# YOUR INSTRUCTIONS
Your task is to transcribe the entries below exactly, beginning with the line containing "Please pin the truck front" and ending with the final line, and to add nothing else.

# EXTRACTED INFORMATION
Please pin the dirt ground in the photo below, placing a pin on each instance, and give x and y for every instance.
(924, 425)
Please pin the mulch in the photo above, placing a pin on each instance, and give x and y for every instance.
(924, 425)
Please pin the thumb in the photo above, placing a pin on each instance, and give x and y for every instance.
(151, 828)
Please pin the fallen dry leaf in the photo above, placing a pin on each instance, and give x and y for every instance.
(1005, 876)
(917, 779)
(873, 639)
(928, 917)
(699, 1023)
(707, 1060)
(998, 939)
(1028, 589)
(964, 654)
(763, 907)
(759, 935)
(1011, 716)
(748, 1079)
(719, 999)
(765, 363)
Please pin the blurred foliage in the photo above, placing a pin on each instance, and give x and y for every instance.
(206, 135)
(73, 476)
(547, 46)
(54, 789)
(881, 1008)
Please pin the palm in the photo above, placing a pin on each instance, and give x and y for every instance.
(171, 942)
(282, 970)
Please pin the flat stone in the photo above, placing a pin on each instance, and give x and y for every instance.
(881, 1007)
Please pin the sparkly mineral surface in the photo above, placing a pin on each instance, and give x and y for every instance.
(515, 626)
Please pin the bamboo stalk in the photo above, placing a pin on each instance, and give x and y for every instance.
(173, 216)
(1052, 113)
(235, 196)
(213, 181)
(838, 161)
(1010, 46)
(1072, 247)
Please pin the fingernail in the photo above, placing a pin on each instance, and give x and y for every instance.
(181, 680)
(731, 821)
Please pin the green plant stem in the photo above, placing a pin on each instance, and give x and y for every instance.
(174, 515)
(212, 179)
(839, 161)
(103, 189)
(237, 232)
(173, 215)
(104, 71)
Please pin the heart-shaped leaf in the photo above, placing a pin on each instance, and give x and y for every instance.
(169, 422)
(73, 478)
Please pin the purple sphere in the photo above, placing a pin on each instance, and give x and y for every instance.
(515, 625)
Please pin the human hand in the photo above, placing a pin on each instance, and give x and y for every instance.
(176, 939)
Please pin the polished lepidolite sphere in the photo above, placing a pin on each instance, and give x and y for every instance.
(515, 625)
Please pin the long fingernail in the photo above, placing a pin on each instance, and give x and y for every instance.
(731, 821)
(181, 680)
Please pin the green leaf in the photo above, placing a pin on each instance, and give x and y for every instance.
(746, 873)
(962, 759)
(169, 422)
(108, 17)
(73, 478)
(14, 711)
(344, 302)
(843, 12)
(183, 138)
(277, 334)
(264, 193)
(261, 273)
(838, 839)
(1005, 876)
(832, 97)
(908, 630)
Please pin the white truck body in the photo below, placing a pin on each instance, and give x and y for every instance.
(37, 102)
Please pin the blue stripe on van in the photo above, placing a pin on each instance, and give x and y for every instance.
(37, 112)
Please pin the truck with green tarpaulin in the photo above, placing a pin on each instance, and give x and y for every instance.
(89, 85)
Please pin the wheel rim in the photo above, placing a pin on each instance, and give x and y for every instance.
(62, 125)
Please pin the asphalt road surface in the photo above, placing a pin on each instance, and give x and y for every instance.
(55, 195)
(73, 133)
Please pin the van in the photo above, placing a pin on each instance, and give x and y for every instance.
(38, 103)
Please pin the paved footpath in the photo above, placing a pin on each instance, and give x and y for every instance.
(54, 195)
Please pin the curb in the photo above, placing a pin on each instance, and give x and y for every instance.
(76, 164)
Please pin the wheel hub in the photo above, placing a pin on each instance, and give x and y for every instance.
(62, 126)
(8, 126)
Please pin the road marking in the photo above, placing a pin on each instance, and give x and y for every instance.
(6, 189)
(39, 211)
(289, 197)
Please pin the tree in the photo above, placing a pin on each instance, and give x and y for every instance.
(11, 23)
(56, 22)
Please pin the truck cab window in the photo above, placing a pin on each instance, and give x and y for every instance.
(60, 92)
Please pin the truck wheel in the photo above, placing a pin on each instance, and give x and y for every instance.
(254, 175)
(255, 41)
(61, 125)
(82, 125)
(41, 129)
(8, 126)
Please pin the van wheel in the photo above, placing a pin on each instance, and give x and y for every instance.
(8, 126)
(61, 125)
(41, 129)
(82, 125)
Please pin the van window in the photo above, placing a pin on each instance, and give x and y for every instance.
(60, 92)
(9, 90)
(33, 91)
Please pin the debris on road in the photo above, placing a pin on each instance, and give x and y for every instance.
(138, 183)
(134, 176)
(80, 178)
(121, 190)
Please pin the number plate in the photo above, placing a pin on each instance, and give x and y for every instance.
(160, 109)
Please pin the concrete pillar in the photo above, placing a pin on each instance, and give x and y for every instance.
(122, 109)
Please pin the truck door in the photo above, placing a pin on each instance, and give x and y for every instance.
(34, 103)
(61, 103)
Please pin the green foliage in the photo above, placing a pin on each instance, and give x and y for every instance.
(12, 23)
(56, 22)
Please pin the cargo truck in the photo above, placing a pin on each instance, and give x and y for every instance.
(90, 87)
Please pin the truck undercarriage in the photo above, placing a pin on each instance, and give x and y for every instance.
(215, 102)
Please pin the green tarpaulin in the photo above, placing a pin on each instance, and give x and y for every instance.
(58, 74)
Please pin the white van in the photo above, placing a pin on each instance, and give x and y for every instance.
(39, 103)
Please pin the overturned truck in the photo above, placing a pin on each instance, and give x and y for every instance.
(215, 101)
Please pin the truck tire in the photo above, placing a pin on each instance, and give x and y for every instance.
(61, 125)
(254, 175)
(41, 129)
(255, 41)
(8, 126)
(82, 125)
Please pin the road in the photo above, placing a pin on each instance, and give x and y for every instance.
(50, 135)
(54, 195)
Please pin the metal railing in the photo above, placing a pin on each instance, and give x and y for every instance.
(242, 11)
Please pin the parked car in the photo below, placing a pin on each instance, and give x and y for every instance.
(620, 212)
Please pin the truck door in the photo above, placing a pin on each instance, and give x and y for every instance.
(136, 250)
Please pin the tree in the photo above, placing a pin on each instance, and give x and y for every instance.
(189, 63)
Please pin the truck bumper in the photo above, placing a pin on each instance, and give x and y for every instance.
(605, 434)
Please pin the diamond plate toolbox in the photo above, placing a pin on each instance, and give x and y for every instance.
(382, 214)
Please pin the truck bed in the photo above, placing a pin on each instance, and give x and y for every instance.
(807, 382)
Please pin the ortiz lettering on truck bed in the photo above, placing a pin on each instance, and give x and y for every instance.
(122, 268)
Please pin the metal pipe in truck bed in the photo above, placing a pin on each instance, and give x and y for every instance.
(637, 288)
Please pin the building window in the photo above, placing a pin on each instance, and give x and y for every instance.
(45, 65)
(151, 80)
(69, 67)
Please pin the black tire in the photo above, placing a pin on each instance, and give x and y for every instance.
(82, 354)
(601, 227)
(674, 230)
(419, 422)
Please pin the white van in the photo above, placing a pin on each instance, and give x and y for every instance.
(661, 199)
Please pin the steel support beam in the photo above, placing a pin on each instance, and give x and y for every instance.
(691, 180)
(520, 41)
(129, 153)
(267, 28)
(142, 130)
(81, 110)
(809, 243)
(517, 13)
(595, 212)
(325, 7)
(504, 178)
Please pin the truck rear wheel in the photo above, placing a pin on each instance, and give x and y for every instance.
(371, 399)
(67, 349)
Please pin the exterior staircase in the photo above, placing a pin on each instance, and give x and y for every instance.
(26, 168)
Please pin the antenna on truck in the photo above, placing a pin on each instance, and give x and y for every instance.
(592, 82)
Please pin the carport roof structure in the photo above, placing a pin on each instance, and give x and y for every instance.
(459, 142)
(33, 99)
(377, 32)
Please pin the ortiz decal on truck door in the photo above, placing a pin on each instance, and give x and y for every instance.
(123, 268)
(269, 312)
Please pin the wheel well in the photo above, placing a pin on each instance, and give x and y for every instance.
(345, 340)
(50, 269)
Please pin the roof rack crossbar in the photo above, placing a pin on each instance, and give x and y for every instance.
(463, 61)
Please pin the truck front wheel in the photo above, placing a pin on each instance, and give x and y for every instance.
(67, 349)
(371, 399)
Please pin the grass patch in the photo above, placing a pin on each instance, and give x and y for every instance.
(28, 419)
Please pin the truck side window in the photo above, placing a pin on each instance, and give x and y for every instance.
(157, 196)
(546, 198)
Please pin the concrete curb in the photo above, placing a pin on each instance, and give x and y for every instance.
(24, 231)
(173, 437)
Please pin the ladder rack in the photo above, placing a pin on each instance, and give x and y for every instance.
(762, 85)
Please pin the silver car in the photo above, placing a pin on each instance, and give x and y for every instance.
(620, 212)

# FINISHED ANSWER
Please pin the truck front wheel in the photo above, placing a pin on each instance, and give x and y for every instance.
(67, 349)
(371, 399)
Please pin the grass patch in the photo above, placing a pin on each instance, and give x and y for every instance.
(28, 419)
Please pin the truck side window in the photo above, placing a pin on each instance, and give x and y for every instance.
(157, 196)
(546, 198)
Please pin the concrete curb in the photo above, placing a pin on each instance, and give x and y for every instance.
(24, 231)
(173, 437)
Please pin the ladder rack in the photo above, placing a pin on each instance, and give x and y for every instance.
(762, 85)
Please pin the silver car in the photo above, placing a pin on each instance, and give x and y for every instance.
(620, 212)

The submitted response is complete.